Prompt:
Please reproduce the data in its entirety, word for word.

Stored data
----------------

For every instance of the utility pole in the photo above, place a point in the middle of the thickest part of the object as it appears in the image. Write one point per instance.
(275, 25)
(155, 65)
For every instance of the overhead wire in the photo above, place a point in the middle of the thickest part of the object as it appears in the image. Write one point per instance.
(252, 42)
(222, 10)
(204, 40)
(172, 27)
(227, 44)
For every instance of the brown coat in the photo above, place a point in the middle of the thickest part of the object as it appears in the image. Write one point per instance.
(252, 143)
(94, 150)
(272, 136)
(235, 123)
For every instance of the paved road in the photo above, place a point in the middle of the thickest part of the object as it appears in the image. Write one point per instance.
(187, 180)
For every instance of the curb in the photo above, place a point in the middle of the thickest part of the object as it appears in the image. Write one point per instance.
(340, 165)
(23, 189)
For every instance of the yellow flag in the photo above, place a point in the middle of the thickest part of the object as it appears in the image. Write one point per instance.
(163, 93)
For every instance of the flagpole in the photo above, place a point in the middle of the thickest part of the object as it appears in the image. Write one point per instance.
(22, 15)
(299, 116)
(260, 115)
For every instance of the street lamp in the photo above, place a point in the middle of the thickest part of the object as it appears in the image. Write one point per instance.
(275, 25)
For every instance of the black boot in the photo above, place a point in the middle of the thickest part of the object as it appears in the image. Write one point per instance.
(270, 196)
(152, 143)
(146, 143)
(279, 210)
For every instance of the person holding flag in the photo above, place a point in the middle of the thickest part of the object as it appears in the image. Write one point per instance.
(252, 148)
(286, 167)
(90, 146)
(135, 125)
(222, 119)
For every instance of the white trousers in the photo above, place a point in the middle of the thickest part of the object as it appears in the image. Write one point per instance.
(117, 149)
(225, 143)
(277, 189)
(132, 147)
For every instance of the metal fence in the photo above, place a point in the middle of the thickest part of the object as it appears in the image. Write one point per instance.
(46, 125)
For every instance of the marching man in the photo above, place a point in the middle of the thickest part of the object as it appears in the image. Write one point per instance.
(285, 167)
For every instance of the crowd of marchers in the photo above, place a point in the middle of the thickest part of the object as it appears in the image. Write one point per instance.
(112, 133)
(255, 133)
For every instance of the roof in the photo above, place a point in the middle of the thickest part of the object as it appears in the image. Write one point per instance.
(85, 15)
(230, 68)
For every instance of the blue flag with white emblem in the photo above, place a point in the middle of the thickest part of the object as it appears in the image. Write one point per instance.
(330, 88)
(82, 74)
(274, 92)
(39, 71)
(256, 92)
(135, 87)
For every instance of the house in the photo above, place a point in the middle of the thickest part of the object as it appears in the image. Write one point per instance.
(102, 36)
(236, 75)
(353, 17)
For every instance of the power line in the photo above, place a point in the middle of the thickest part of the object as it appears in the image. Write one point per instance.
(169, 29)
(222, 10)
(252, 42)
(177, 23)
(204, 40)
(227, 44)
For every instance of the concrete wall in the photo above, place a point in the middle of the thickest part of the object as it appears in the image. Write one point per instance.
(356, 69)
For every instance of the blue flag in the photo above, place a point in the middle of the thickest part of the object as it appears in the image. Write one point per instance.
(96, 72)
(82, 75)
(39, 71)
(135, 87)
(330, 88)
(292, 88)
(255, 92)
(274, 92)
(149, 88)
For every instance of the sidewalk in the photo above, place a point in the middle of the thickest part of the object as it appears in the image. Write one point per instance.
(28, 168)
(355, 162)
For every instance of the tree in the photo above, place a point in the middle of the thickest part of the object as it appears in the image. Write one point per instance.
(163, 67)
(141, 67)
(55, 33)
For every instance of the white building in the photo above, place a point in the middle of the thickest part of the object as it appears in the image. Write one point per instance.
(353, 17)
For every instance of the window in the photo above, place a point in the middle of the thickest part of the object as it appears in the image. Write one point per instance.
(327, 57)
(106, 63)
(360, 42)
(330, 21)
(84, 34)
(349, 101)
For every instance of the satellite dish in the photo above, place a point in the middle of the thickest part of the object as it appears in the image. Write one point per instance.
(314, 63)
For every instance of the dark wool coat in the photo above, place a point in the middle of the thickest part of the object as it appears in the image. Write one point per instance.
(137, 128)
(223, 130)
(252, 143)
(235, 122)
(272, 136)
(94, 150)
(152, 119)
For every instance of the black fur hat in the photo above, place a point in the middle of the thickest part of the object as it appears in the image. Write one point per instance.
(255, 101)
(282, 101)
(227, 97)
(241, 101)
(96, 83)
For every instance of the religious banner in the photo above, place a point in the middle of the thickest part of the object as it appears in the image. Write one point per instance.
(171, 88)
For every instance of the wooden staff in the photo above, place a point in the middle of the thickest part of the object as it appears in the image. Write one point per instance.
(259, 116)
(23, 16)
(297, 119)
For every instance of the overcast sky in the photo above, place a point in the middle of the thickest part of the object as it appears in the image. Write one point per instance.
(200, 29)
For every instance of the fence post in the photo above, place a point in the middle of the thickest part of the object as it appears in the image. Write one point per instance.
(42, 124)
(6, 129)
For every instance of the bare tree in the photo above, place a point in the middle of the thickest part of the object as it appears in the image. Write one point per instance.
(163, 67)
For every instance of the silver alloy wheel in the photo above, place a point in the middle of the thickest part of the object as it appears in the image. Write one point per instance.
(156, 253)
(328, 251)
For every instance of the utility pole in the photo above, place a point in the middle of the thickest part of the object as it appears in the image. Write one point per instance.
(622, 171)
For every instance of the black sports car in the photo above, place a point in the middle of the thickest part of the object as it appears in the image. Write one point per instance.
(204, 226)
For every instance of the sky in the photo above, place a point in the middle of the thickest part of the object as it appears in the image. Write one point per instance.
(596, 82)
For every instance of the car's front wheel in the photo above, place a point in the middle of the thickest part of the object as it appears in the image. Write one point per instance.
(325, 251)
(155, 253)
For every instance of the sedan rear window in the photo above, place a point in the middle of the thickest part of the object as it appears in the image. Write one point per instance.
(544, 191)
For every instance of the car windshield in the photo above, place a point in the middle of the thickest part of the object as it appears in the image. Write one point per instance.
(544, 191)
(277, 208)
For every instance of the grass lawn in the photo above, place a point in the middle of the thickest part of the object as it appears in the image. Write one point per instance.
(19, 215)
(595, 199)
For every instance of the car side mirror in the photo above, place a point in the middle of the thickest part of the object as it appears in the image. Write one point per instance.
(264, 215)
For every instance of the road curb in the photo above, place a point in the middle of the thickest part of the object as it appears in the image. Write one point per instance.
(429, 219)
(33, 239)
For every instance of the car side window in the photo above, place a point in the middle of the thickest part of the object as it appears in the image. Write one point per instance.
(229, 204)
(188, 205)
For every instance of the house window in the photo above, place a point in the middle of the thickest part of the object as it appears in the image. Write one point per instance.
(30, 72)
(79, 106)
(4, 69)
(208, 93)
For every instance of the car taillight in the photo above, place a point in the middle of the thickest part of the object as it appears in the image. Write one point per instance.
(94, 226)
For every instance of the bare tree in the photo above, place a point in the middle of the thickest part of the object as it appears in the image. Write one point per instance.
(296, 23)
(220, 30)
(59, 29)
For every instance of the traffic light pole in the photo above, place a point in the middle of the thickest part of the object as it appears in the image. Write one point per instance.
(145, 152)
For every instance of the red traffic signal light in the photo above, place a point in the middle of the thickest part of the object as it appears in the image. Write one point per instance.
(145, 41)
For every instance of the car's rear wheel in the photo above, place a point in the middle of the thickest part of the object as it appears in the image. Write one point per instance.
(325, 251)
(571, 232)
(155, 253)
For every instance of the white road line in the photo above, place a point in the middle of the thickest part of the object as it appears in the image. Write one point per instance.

----------------

Response to this task:
For every instance of the utility pole in the photo above, place a point in the middle of the thickest part of the object as it appears in the image. Write one point per instance.
(275, 25)
(155, 65)
For every instance of the overhead wire in the photo above, place a point in the middle of the thickest part of the object as it appears in the image. Write one point per instance.
(252, 42)
(222, 10)
(204, 40)
(172, 27)
(227, 44)
For every instance of the brown coat in the photo above, place a point in the middle of the thickest part of the object as it appears in the image. Write one point per instance.
(252, 143)
(94, 150)
(272, 136)
(235, 123)
For every instance of the paved road in the photo above, place a point in the middle of the thickest part of the object as it appears in the image. Write one point per instance.
(187, 180)
For every instance of the curb in the photo above, place a point in the middle of the thickest part of the object as it appears in the image. Write one point per instance.
(340, 165)
(23, 189)
For every instance of the yellow flag in the photo above, place a point in the middle of the thickest part of the object as it appears in the image. Write one point per instance.
(163, 93)
For every instance of the flagpole in the photo above, place a point in the middle of the thickest part of the object as it appears in the image. Write one point per instance.
(22, 15)
(299, 116)
(260, 115)
For every instance of the street lamp in the photo above, place a point in the middle of the thickest part of the object as it appears in the image. Write one point per instance.
(275, 25)
For every instance of the black boot in the photo above, place a point in the middle of the thickest part of the object as it appears in the image. Write one point per instance.
(270, 196)
(152, 143)
(146, 143)
(279, 210)
For every instance of the person holding flag in the photo above, place a point in the middle of the thickest part of the object as it appears in the image. Write one point per instance.
(252, 148)
(286, 167)
(90, 146)
(135, 125)
(222, 119)
For every instance of the white trousers in the photo above, place a point in the middle of the thickest part of the object as it appears in the image. Write one point per instance.
(117, 149)
(225, 143)
(277, 189)
(132, 147)
For every instance of the metal fence in the photo above, place a point in the middle of the thickest part of the object as it appears in the image. Write one point per instance.
(46, 125)
For every instance of the marching man in the photo above, place a point in the middle of the thickest part of the object as it appears in the image. Write one point per instance.
(285, 167)
For every instance of the crowd of marchers in the photo above, place a point in the middle of the thickest part of the object as it appears in the image. Write one point per instance.
(112, 133)
(255, 133)
For every instance of the roof in the photo above, place a point in the middle of the thickest part of the object as it appears in the image. Write one point per instance.
(85, 15)
(230, 68)
For every instance of the blue flag with white emblem in the photo above, place a point in the middle of the thickest part of the object as it appears in the image. Write one point per instance.
(330, 88)
(82, 74)
(274, 92)
(39, 71)
(256, 92)
(135, 87)
For every instance of the house in the photo above, place a point in the middle of the thickest part of the object as it appears in the image. Write one point per instance.
(102, 36)
(236, 75)
(353, 17)
For every instance of the power line in the photo above, place a point in the middle of the thickest part of the object as it appears in the image. Write one point per instance.
(169, 29)
(222, 10)
(252, 42)
(177, 23)
(204, 40)
(227, 44)
For every instance of the concrete wall in the photo above, place a point in the middle of the thickest part of the object as it appears in the image. Write one point per instance.
(356, 69)
For every instance of the blue flag in the photo above, place a point in the middle of the thickest part of the object as it appears in the image. Write one point per instance.
(96, 72)
(82, 75)
(39, 71)
(135, 87)
(330, 88)
(292, 88)
(255, 92)
(274, 92)
(149, 88)
For every instance of the sidewalk in the photo above, place a point in the middle of the thickest part of the object as it appears in the image. Write one point per instance.
(28, 168)
(355, 162)
For every instance of the tree in the photo above, place a point in the middle of the thickest part of the object as it appears in the image. Write one point per instance.
(163, 67)
(141, 67)
(55, 33)
For every instance of the white building in the photo above, place a point in the middle of the thickest part of the object as it appears in the image. Write one point per instance.
(353, 17)
For every instance of the window in the photo above, place a point in the middle of the thickest part of the object as it appears in the image. Write one point per instance.
(327, 57)
(106, 63)
(360, 42)
(330, 21)
(84, 34)
(349, 101)
For every instance of the satellite dish in the photo above, place a point in the middle of the thickest part of the object as it appears in the image. Write one point per instance.
(314, 63)
For every instance of the dark wool coat in the photo above, place a point in the middle of the thickest part of the object as it appears in the image. Write one point per instance.
(137, 128)
(223, 130)
(252, 143)
(235, 122)
(272, 136)
(94, 150)
(152, 119)
For every instance of the black fur hat in the photo above, place a point in the middle of the thickest part of the object as it appears in the image. Write one point per instance.
(255, 101)
(282, 101)
(227, 97)
(241, 101)
(96, 83)
For every instance of the religious banner in the photo above, place a point in the middle of the thickest part of the object as it appears in the image. Write one point per instance.
(171, 88)
For every instance of the wooden staff in the photo above, place a point in the middle of the thickest part of the object as it appears in the image. Write one point per instance.
(259, 116)
(23, 16)
(297, 119)
For every instance of the overcast sky in the photo above, place a point in the middle of the thickest part of the object as it appears in the image. Write one point per instance.
(200, 29)
For every instance of the fence post in the photo above, place a point in the middle of the thickest part of the object as it appears in the image. Write one point per instance.
(42, 124)
(6, 129)
For every instance of the bare tree in the photo above, place a point in the middle of the thickest part of the object as it appears in the image. Write one point per instance.
(163, 67)
For every instance of the silver alloy wheel in the photo above, place a point in the middle of the thickest part of the object as it appears in the image. Write one point per instance.
(156, 253)
(328, 251)
For every instance of the utility pole in the photo above, place a point in the middle of the thickest part of the object as it appears in the image. Write one point per instance.
(622, 171)
For every instance of the black sports car in the photo above, place a point in the middle of the thickest part of the object as it appears in the image. Write one point per instance.
(204, 226)
For every instance of the sky in the photo above, place a point in the middle of the thickest part of the object as it appears in the image. Write one point per instance.
(596, 82)
For every instance of the car's front wheel in the photo above, place a point in the middle of the thickest part of the object as it appears in the image. Write one point per instance.
(325, 251)
(155, 253)
For every instance of the sedan rear window in the photo above, place a point in the middle of the thickest part of the object as it appears in the image. Write one point per instance.
(544, 191)
For every instance of the car windshield in the photo above, place a point in the middle of the thickest part of the object as it appears in the image. Write one point per instance.
(544, 191)
(277, 208)
For every instance of the grass lawn in the photo above, place a point in the middle of the thickest part of the object as it appears in the image. Write one point per instance.
(19, 215)
(595, 199)
For every instance of the car side mirror in the photo above, place a point in the middle of the thickest part of the object as it appears in the image. Write one point per instance.
(264, 215)
For every instance of the road curb in the photo above, place a point in the middle of the thickest part of the object as it appears in the image. Write one point per instance.
(429, 219)
(33, 239)
For every instance of the car side window in the photo above, place a point in the middle of the thickest part of the object as it appears in the image. Write one point per instance.
(229, 204)
(188, 205)
For every instance of the house window in the photo above, place a point in the middle of the thickest part of the object as it appears in the image. Write one point per instance.
(30, 72)
(79, 106)
(4, 69)
(208, 93)
For every instance of the car taillight in the photo above, place a point in the middle of the thickest part of the object as it appears in the image. Write one point per instance.
(94, 226)
For every instance of the bare tree in the photo above, place a point in the middle of the thickest part of the object as it appears in the image. Write one point per instance.
(296, 23)
(220, 30)
(59, 29)
For every instance of the traffic light pole in the photo above, place a point in the middle of the thickest part of the object as it appears in the image. Write one point per instance.
(145, 152)
For every instance of the red traffic signal light in the photo above, place a point in the middle of the thickest part of the object as it appears in the image. Write one point per instance.
(145, 41)
For every instance of the car's rear wheel in the photo above, place a point in the middle of the thickest part of the object as it appears in the image. Write one point per instance.
(325, 251)
(571, 232)
(155, 253)
For every instance of the white road line in the photo above, place a point in the middle of the thickest part of the object as it appears in the image. Write one point per instance.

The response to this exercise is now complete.